* _The task_: Reproduce every one of the records below word for word, leaving the pictures out.

####################

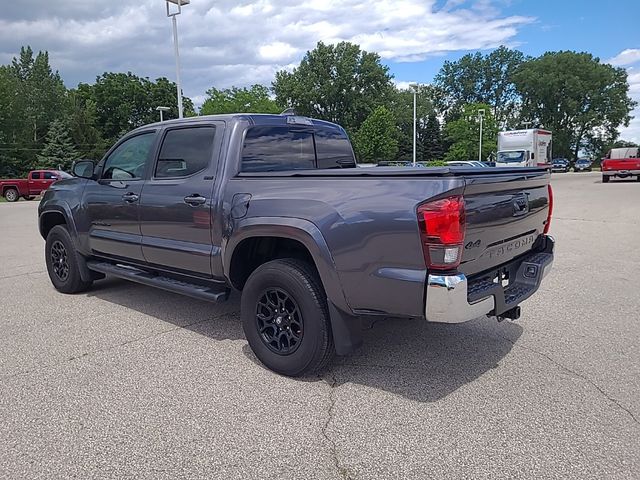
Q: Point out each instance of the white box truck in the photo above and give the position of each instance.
(524, 148)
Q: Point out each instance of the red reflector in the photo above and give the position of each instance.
(442, 228)
(547, 225)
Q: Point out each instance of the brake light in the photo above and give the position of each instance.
(547, 225)
(442, 227)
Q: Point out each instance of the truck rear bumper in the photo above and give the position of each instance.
(457, 299)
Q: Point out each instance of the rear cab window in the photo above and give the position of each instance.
(269, 148)
(185, 151)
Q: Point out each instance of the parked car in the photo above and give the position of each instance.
(582, 165)
(467, 163)
(621, 163)
(560, 165)
(273, 206)
(28, 188)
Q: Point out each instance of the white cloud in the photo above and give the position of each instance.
(239, 42)
(625, 57)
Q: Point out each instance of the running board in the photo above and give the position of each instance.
(201, 292)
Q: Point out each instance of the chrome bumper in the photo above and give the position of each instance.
(447, 295)
(447, 300)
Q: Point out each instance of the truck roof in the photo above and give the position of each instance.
(253, 118)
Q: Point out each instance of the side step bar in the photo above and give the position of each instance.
(201, 292)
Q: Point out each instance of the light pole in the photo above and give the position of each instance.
(415, 87)
(481, 117)
(173, 13)
(161, 110)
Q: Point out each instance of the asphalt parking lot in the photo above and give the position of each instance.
(131, 382)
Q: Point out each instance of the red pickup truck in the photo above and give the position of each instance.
(622, 163)
(36, 183)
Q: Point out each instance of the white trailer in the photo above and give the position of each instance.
(524, 148)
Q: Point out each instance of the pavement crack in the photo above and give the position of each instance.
(106, 349)
(343, 473)
(576, 374)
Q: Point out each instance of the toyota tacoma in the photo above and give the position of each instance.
(273, 206)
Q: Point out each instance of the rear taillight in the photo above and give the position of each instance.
(442, 226)
(547, 225)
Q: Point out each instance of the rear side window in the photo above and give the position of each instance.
(185, 151)
(333, 149)
(269, 149)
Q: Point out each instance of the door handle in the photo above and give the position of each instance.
(195, 200)
(130, 197)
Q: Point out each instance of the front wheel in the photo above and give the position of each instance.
(285, 318)
(11, 195)
(62, 266)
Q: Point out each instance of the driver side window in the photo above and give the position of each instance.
(128, 160)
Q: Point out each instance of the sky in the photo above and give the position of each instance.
(241, 42)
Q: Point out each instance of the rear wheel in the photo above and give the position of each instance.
(11, 195)
(285, 318)
(62, 266)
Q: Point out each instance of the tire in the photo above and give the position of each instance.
(11, 195)
(62, 265)
(287, 286)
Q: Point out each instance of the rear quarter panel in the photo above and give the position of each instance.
(369, 225)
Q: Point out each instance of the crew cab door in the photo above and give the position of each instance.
(177, 201)
(112, 202)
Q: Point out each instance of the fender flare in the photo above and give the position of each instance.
(346, 328)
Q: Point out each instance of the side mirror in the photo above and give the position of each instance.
(83, 169)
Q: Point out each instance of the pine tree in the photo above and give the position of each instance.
(58, 151)
(431, 139)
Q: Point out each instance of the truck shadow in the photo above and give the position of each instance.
(419, 361)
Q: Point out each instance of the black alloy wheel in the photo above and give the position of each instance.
(279, 321)
(60, 261)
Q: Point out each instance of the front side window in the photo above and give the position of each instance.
(333, 149)
(272, 149)
(128, 160)
(185, 151)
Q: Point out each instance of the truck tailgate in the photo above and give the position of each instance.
(505, 214)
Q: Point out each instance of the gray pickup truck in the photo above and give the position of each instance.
(276, 207)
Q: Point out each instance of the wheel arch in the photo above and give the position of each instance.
(300, 236)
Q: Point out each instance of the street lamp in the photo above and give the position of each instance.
(172, 12)
(481, 117)
(161, 110)
(415, 87)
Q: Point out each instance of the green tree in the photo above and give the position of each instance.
(376, 139)
(478, 78)
(83, 126)
(401, 105)
(339, 83)
(581, 100)
(463, 134)
(58, 151)
(124, 101)
(431, 142)
(255, 99)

####################

* _Response to this exercise_:
Q: Point out each instance of the white box truck in the photo above and give the position of each instance.
(524, 148)
Q: Point out each instance of the red reflector in the photo above and give the position of each instance.
(442, 228)
(547, 225)
Q: Point out each instance of the brake light in the photo above and give the position of each instance.
(547, 225)
(442, 227)
Q: Point out each instance of the truck rear bumper in the photo above and give the position of each instance.
(457, 299)
Q: Point out each instance of the rear cab window in the photo above and give the position of each instance.
(269, 148)
(185, 151)
Q: Point out each instance of the parked car in the photo above and give the position of each instance.
(582, 165)
(467, 163)
(621, 163)
(560, 165)
(273, 206)
(28, 188)
Q: Point out each instance of the white cloud in the photo above and give the position of each instance.
(239, 42)
(625, 57)
Q: Point out each instance of the running board in the photo above and give the position of each instance.
(201, 292)
Q: Point out each instance of the chrome bumper in the photo above and give the position of each instance.
(447, 295)
(447, 300)
Q: Point out each instance of the truck roof in the photo above and give the position of each instance.
(253, 118)
Q: Point out each instance of the side step bar in the photo above and give the position of each instance.
(201, 292)
Q: Point out each instance of the light pole in the photo above and give the position of each instance.
(415, 87)
(481, 117)
(173, 13)
(161, 110)
Q: Point out each instance of the asphalt parking lot in the photo above and give the position of each instance.
(131, 382)
Q: Point out each instance of the red pickup truck in the photo above and give the position of each instance.
(622, 163)
(36, 183)
Q: Point out each instance of the white trailer in the photo above and give the position of each instance.
(524, 148)
Q: Point out each instance of the pavement crack in the photo above and give the position of each instance.
(106, 349)
(343, 473)
(576, 374)
Q: Point out each instance of the toyota tacoma in the photo above and give the position of each instance.
(273, 206)
Q: Point out each instance of the rear taillight in the photo above and give the position of each instance.
(442, 226)
(547, 225)
Q: Point out each instance of the rear side window in the photo above and give the position of each instance.
(185, 151)
(333, 149)
(269, 149)
Q: Point out each instance of the door handle in the photo above and give the position of each instance.
(195, 200)
(130, 197)
Q: Point out each instance of the front wheel in the photo above and give the position of each instance.
(285, 318)
(11, 195)
(62, 266)
Q: Point out each instance of the driver side window in the photo above and give the position of each instance.
(128, 160)
Q: Point out each instance of the sky in the photo above and give the position of each instance.
(241, 42)
Q: Point out each instance of the rear wheel in the photo above and give the position of each instance.
(11, 195)
(285, 318)
(62, 266)
Q: Point out each instance of the tire in the photo above and give the position of each instance.
(11, 195)
(62, 265)
(287, 286)
Q: Point out each instance of the rear quarter panel in the photo above and give the position of each instance.
(369, 225)
Q: Point out each instance of the crew cab door in the photo above and give the position of each instance.
(177, 201)
(112, 202)
Q: Point out each instance of the fender flare in the photo above and give the position of each instance.
(346, 328)
Q: Point out each instance of the side mirror in the photo above and give the position of each instance.
(83, 169)
Q: Point out each instance of the pine tree in the photo above and give the position of each instance.
(58, 151)
(431, 139)
Q: Point out each instance of the truck shadow in the photo above and give the position of each instance.
(419, 361)
Q: Point out each instance of the black alloy wheel in the photo above and give the position of each instance.
(279, 321)
(60, 261)
Q: Point out each instance of the front side window in the photo above and give the position of each instance.
(333, 149)
(272, 149)
(128, 160)
(185, 151)
Q: Point out each instance of the truck tailgate in the photo above and give the position of each instance.
(505, 214)
Q: Point out each instance of the gray pickup truck in the photo above and give the position of each instance.
(276, 207)
Q: Point out each instance of the wheel arch in the photo above and give the position of each instance.
(300, 236)
Q: Point out each instance of the street lamp in the photo above and give the position of each instance.
(172, 12)
(481, 117)
(161, 110)
(415, 87)
Q: Point out each instance of the green tree in the photo above and give the position of each instance.
(376, 139)
(478, 78)
(83, 126)
(401, 105)
(339, 83)
(581, 100)
(463, 134)
(58, 151)
(124, 101)
(431, 142)
(255, 99)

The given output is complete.